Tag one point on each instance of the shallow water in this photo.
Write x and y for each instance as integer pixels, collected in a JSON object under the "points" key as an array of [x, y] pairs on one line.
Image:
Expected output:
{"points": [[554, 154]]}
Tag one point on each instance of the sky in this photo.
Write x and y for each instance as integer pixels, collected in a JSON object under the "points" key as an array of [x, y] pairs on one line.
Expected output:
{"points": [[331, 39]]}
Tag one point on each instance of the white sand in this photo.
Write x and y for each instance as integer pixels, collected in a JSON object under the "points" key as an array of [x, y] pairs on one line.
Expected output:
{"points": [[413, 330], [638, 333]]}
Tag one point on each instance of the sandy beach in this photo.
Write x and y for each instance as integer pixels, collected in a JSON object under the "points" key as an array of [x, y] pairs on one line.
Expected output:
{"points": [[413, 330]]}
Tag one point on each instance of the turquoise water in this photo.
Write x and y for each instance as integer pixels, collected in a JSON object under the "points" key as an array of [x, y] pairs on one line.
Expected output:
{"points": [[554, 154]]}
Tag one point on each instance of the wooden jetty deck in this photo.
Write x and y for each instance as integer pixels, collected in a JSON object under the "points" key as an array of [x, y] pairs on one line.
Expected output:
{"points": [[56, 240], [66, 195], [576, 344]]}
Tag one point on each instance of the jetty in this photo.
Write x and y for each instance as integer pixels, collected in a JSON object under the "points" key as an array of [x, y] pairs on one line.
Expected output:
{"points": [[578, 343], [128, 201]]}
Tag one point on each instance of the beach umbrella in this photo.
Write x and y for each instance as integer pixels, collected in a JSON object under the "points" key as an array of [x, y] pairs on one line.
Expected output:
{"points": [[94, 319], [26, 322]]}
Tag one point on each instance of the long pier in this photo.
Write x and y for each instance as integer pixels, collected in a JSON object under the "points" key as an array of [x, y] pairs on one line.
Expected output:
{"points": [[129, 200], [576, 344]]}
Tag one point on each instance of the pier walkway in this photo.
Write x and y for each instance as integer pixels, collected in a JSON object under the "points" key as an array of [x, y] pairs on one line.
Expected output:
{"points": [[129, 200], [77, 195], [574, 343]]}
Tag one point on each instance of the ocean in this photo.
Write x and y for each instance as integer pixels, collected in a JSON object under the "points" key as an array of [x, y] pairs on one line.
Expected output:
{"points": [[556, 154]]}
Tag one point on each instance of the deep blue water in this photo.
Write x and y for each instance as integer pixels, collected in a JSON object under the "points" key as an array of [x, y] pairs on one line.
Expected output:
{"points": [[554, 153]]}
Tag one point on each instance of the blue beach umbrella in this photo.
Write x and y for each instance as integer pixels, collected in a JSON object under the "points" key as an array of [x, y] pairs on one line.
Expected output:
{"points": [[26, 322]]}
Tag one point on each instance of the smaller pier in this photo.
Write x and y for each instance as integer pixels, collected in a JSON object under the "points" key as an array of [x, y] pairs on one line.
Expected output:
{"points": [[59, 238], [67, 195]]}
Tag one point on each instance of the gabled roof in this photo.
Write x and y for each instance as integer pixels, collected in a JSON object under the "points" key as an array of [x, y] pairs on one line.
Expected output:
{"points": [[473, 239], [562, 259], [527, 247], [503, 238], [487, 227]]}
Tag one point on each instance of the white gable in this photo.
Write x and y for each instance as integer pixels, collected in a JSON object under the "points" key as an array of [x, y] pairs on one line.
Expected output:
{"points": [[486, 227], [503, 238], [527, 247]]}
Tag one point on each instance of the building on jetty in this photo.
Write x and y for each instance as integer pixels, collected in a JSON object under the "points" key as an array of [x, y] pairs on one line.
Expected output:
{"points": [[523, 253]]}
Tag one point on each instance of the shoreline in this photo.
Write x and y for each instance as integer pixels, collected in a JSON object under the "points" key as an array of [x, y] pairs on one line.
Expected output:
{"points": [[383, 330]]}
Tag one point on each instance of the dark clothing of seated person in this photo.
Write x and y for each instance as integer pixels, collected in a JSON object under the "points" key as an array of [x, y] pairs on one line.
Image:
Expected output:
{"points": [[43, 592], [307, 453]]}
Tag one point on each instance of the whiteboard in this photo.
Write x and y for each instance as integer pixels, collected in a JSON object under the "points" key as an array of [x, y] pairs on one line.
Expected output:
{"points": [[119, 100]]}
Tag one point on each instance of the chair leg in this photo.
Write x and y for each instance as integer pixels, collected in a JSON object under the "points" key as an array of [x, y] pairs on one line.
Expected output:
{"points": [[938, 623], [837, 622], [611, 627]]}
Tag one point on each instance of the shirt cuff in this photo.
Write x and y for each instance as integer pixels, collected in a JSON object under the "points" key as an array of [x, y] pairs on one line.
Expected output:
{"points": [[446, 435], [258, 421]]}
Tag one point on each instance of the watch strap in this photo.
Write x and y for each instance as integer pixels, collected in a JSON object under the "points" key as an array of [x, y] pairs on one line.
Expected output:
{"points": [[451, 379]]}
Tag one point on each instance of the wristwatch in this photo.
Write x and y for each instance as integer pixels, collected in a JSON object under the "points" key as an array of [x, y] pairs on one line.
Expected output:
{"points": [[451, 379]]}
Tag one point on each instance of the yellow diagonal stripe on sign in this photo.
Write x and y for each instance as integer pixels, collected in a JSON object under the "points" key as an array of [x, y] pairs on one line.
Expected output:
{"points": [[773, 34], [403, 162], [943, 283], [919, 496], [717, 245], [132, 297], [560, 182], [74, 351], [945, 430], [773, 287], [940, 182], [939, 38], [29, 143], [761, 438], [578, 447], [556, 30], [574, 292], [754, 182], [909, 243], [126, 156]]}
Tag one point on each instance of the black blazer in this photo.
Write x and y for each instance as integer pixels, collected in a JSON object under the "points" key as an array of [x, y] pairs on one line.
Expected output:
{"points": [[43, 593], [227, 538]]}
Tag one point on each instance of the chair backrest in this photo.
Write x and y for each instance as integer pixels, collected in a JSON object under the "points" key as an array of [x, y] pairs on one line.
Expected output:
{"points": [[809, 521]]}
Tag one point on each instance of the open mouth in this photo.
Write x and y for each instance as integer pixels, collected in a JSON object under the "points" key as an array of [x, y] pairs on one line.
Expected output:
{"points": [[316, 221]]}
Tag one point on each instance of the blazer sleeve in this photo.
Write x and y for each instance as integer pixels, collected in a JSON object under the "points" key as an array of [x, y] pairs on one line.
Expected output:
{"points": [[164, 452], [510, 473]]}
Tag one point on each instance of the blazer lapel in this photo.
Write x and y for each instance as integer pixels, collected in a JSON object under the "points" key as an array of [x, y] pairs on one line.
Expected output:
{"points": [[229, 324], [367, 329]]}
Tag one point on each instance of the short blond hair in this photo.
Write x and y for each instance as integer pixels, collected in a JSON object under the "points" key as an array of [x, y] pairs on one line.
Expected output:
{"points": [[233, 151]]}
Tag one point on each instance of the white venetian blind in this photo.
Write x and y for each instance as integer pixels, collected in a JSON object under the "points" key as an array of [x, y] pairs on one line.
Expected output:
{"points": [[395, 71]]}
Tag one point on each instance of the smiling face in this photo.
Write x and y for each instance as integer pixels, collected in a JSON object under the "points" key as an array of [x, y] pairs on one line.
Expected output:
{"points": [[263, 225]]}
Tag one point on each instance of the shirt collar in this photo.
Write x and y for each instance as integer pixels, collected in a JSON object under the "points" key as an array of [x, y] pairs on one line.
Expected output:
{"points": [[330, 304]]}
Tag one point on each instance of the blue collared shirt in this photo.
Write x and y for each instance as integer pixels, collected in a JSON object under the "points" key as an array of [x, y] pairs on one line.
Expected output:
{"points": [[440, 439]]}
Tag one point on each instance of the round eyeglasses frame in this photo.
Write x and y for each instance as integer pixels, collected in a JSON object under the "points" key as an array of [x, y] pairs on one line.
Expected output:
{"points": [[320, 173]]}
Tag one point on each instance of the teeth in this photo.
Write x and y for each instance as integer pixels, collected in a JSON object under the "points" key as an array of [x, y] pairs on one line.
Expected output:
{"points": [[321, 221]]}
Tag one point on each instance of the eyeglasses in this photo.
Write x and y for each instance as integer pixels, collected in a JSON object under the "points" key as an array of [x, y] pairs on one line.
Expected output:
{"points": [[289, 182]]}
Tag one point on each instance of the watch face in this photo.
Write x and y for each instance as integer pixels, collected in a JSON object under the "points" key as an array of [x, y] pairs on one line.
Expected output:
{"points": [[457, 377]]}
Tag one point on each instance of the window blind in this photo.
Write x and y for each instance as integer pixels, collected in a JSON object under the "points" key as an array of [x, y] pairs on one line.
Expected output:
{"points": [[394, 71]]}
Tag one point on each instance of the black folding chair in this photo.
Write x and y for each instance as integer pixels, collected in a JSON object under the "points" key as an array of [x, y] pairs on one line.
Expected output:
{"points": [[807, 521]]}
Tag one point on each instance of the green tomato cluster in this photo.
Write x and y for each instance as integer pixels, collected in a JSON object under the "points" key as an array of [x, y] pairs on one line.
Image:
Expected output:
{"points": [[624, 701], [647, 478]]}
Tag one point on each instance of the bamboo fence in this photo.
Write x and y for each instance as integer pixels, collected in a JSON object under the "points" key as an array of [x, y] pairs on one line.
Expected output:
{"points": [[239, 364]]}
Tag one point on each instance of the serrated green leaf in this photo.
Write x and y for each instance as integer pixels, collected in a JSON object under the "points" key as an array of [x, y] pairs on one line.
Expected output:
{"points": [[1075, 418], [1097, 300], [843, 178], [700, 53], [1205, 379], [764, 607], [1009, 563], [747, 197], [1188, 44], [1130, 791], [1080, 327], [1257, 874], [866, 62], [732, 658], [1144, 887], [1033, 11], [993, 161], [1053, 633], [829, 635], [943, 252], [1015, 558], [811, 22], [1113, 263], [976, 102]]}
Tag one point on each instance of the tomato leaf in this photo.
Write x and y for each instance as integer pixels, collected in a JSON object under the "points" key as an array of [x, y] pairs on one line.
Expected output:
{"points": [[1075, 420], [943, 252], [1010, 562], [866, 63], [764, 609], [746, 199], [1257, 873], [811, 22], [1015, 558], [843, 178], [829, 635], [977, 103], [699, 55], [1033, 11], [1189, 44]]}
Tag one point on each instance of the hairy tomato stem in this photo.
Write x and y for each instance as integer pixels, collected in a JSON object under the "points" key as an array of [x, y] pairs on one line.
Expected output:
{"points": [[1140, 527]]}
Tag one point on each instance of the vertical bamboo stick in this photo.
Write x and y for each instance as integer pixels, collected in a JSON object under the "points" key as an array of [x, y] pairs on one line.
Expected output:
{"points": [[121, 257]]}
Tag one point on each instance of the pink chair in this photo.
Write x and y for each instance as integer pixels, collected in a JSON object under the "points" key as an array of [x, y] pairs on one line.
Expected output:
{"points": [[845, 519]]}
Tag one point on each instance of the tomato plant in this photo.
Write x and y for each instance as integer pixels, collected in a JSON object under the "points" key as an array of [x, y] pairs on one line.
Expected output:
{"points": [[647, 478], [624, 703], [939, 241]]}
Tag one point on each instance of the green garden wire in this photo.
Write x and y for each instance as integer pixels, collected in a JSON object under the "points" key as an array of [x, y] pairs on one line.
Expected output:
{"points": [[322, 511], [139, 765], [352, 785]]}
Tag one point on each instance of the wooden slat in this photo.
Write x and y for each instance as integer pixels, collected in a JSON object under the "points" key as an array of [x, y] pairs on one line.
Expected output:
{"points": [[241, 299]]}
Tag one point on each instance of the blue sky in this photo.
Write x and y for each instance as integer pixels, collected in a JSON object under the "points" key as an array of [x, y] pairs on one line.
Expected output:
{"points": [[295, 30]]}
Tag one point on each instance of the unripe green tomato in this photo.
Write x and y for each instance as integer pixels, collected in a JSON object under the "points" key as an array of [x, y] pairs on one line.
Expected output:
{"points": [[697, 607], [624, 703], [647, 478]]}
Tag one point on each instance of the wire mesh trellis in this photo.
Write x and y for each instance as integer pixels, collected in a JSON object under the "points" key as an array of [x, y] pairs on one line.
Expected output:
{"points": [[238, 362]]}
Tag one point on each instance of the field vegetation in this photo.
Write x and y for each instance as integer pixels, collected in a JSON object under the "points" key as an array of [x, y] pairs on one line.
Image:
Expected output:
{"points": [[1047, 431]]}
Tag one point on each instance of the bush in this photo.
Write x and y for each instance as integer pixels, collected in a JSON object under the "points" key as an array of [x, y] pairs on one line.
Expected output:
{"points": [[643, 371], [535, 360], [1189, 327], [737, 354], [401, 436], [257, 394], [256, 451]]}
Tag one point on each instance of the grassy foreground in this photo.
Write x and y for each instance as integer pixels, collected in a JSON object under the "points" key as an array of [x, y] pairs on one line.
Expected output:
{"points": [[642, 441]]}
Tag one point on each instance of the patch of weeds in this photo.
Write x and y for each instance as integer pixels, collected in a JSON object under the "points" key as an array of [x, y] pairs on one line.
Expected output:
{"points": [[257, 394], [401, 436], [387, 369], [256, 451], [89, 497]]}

§ §

### What you should do
Each line that holds the string "beach" is to be copied from the entries above.

### Exercise response
Tag one point on each instance of the sandy beach in this photo.
Tag one point on each instance of the beach umbrella in this photo.
Tag one point on each instance of the blue beach umbrella in this photo.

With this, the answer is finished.